# START OF RECORDS TO PROCESS
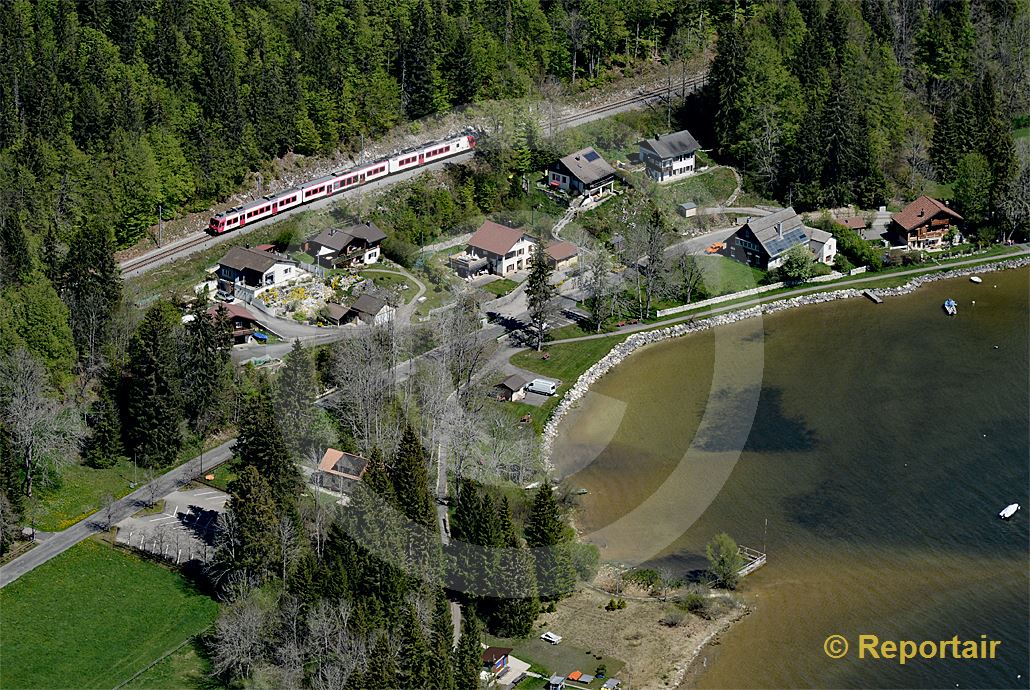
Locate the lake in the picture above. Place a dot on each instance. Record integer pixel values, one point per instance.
(866, 448)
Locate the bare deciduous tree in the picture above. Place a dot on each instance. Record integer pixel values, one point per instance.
(44, 433)
(366, 379)
(237, 641)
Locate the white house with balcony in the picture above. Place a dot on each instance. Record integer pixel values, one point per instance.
(670, 157)
(494, 248)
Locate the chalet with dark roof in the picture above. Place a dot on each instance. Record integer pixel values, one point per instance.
(493, 248)
(922, 225)
(244, 323)
(670, 157)
(351, 246)
(339, 471)
(764, 242)
(582, 173)
(253, 269)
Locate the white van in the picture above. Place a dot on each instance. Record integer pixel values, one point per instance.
(542, 386)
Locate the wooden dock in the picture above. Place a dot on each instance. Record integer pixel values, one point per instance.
(752, 560)
(872, 296)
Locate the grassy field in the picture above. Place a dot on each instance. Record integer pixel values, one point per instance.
(565, 363)
(723, 275)
(392, 282)
(80, 493)
(708, 188)
(82, 488)
(501, 287)
(186, 668)
(93, 617)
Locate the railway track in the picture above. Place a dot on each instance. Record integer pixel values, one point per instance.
(202, 240)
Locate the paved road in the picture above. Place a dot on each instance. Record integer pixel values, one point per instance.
(808, 289)
(58, 543)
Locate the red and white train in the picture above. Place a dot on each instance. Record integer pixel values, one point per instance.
(327, 185)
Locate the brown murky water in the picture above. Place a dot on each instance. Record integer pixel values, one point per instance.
(866, 448)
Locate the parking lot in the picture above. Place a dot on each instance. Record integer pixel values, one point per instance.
(182, 530)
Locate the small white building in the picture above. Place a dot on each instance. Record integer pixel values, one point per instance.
(253, 269)
(823, 245)
(670, 157)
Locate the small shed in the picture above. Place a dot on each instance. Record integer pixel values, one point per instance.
(338, 470)
(496, 658)
(512, 388)
(687, 210)
(335, 313)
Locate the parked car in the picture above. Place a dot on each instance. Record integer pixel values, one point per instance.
(542, 386)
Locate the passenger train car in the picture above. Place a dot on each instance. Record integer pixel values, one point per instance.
(328, 185)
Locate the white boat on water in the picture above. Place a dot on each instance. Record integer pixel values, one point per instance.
(1008, 511)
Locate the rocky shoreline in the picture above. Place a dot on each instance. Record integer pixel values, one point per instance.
(638, 340)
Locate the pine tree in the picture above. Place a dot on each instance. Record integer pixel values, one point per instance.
(421, 79)
(153, 404)
(376, 478)
(467, 658)
(411, 480)
(261, 444)
(296, 392)
(206, 368)
(91, 287)
(547, 533)
(381, 673)
(540, 292)
(416, 662)
(441, 645)
(256, 518)
(518, 606)
(104, 445)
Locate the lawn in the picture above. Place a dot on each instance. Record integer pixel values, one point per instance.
(184, 668)
(723, 275)
(501, 287)
(82, 488)
(708, 188)
(392, 282)
(93, 617)
(563, 658)
(81, 492)
(565, 361)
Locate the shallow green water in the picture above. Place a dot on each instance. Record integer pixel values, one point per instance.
(878, 442)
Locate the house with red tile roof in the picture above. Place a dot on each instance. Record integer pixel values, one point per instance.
(922, 225)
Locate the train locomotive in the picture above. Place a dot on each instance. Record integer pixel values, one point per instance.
(328, 185)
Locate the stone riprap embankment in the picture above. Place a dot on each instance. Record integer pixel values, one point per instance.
(630, 344)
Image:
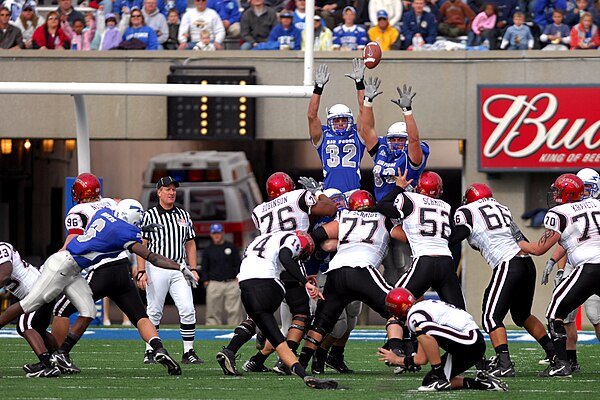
# END OF RECORDS TO PROCESS
Copy all of the records above word for word, leaving out the pictures.

RIGHT ANSWER:
Locate the lake in the picture above. Place a dot on each instance. Record integer pixel values, one point per instance.
(866, 448)
Locate the bare deciduous tree in the picture above. Place a dot on each instance. Record integer pixel values, one point per instance.
(44, 433)
(366, 379)
(237, 641)
Locate the white house with balcony in the picture above. Place a dot on each instance. Record integer pixel values, one point per instance.
(670, 157)
(494, 248)
Locate the chalet with dark roof in the picture above. Place a dot on each instance. Record integer pixel values, one point per instance.
(493, 248)
(922, 225)
(244, 323)
(670, 157)
(351, 246)
(339, 471)
(764, 242)
(582, 173)
(253, 269)
Locate the white van in the picture above. Place a dot on each instance. Record integer pixel values, one point per instance.
(542, 386)
Locate the wooden dock in the picture above. Place a dot on each instance. Record integer pixel values, one point per instance.
(752, 560)
(872, 296)
Locate the grassy field in the picture above. Place a dot on each instance. Record integer pixel values, one point per instance.
(565, 363)
(723, 275)
(392, 282)
(80, 493)
(708, 188)
(82, 488)
(501, 287)
(186, 668)
(93, 617)
Locate the railway track in the picture above. Place a dot on each instance. Record integer pixel values, one point per instance.
(202, 240)
Locate the paved road in the picture above. Place a dot on each instance. Record integer pixel values, one point per instance.
(808, 289)
(58, 543)
Locate the red and white train in the picture above. Place a dot on each instance. Record integer pixel values, one point per instance.
(327, 185)
Locate the brown murky water in the picture above. Place a dot on each instance. Record integer pixel values, one point per instance.
(866, 448)
Locate the parking lot in the picture above. Place a dot on each instance. Record integer pixel values, one point per instance.
(182, 530)
Locate the small white building in the picture above. Place a dot on each instance. Record integer pixel values, one point per instance.
(253, 269)
(823, 245)
(670, 157)
Locate the small shed in the picture above. Place a dot on each instance. Record integer pixel values, one point per instance.
(338, 470)
(496, 658)
(512, 388)
(687, 210)
(335, 313)
Locate the parked car in the picture above. Place a dot on each instance. Record integer pixel values, one point per instance.
(542, 386)
Locate the passenger train car in the picture above. Place a dot on each instance. Record integer pixel values, one point per instance.
(328, 185)
Locate the white boat on water in the picture above. Place a dot on each instance. Record integer pixel values, one point per instance.
(1008, 511)
Locate the rocky shoreline in the picture above. Place a dot on each instance. Record integer pixel values, one point per instance.
(638, 340)
Locate the pine tree in the picture above. Place a dot on each instance. Record integer pixel values, one point per instance.
(421, 79)
(153, 404)
(376, 478)
(467, 658)
(411, 480)
(261, 444)
(296, 392)
(206, 368)
(91, 287)
(547, 533)
(381, 673)
(540, 292)
(416, 662)
(441, 645)
(256, 518)
(518, 606)
(104, 445)
Locate the lawn in the picture above. Place a dot on each instance. Record integer pixel values, one point per instance.
(184, 668)
(723, 275)
(501, 287)
(82, 488)
(708, 188)
(392, 282)
(93, 617)
(563, 658)
(81, 492)
(565, 361)
Locate the shallow green water in the picture above. Place a dot on each instance. Record integer pixel values, one point per instance.
(878, 442)
Locate the house with red tile roof in the picture above. Place a dot on each instance. Record integer pixel values, one point per instance.
(922, 225)
Locate the train locomotive in the picture above. Place a dot on each instance. Record integer pixel values, one point per instance.
(328, 185)
Locate the stone riprap embankment in the picture above. Place a dot on each instance. Record integer pixel values, one point per instance.
(630, 344)
Image:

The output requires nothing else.